* TASK REQUIREMENTS:
1. In the piece on cannabis stocks, what does the text say was mostly behind the North American Marijuana Index reaching its record high on January 3?
2. From the piece on cannabis stocks, copy word for word the passage that opens with the words containing "Correlation, even a" and closes with "on the marijuana markets.".

* SOURCE TEXT:
####################
Cannabis stocks tumbled this past week as conventional wisdom floated on the theory that a reversal in the Justice Department’s “don’t ask, don’t tell” marijuana policy sent investors scurrying into a panic. As a litmus of sorts for the sector, MJIC’s North American Marijuana Index, which tracks the top stocks on both sides of the U.S.-Canadian border shed almost 11 percent over a nine-day period following the announcement by Attorney General Jeff Sessions. Having hit a record-high of 343.31 on January 3, mostly a result of the run-up to the inception of California’s adult-use recreational market, the Index plunged by January 12, falling to 306.03. It became hard to ignore the strong correlation between Sessions’ announcement and the steep price-drop hitting the marijuana markets.
Correlation, even a strong one as any kindergartner with an understanding of string theory would say, does not necessarily equal causation. Cannabis analytics group New Frontier Data put that idea into practice on Sunday when they released a statement showing just how little an effect Sessions’ announcement had on the marijuana markets.
“By January 11th,” New Frontier wrote in a statement, “stocks had rebounded to within 5 percent of their value before the Cole Memo was rescinded.”
####################
* DATA EXCERPTS:
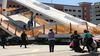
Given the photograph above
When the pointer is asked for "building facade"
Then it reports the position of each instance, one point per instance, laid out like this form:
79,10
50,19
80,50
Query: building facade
82,11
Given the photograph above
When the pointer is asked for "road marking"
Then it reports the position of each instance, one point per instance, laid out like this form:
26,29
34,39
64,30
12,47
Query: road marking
35,50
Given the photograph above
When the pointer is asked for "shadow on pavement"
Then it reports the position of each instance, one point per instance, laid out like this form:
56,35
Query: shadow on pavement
90,54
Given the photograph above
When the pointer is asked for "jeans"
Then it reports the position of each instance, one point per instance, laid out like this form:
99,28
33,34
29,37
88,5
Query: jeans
51,45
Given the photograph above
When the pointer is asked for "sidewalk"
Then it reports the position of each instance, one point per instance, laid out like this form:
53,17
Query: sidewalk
42,50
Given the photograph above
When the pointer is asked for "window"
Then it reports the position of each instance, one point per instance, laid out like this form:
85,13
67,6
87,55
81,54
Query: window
9,5
51,20
95,7
40,14
91,8
46,19
58,9
74,10
70,10
91,19
13,5
95,11
66,9
17,6
79,15
0,4
79,10
90,11
74,15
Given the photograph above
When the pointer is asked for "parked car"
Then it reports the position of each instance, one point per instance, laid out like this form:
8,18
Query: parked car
12,40
97,39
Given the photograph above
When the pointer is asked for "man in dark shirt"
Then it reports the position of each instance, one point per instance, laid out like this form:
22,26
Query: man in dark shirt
23,38
76,45
74,35
3,39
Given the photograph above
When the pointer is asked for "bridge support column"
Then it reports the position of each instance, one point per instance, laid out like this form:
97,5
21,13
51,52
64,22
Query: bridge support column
4,6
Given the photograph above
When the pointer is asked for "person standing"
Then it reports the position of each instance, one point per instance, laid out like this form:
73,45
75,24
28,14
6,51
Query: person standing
74,35
76,45
51,39
29,24
23,39
24,27
3,39
89,40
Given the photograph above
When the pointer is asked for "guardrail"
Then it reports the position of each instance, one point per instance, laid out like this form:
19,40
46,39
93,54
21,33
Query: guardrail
58,29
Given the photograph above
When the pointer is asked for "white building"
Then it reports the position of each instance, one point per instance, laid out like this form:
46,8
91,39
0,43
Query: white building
95,13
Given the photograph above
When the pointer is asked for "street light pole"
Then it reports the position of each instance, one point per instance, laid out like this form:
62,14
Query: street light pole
51,1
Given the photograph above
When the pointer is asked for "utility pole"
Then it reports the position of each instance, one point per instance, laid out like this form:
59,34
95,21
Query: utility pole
4,6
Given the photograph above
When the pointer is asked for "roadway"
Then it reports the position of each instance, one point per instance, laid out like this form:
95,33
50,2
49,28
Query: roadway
42,50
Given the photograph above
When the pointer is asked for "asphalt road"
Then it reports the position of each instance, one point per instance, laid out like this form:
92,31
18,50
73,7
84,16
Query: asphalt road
42,50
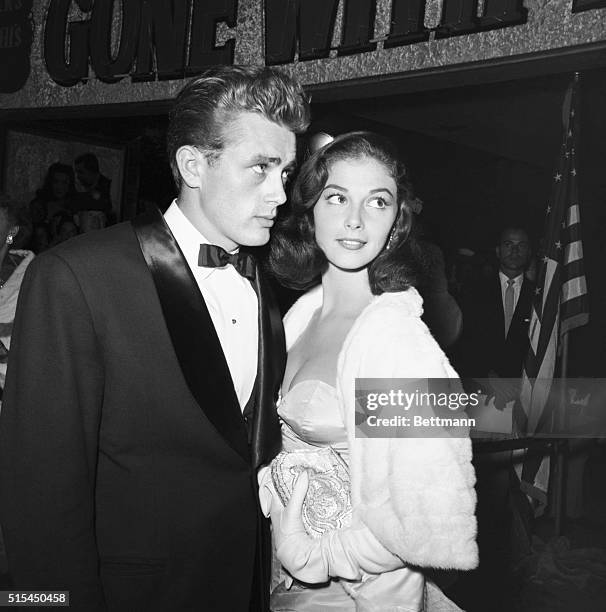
####################
* RESPONSES FOR EACH TASK:
1. The Index's record high of 343.31 on January 3 was mostly a result of the run-up to the inception of California's adult-use recreational market.

2.
Correlation, even a strong one as any kindergartner with an understanding of string theory would say, does not necessarily equal causation. Cannabis analytics group New Frontier Data put that idea into practice on Sunday when they released a statement showing just how little an effect Sessions’ announcement had on the marijuana markets.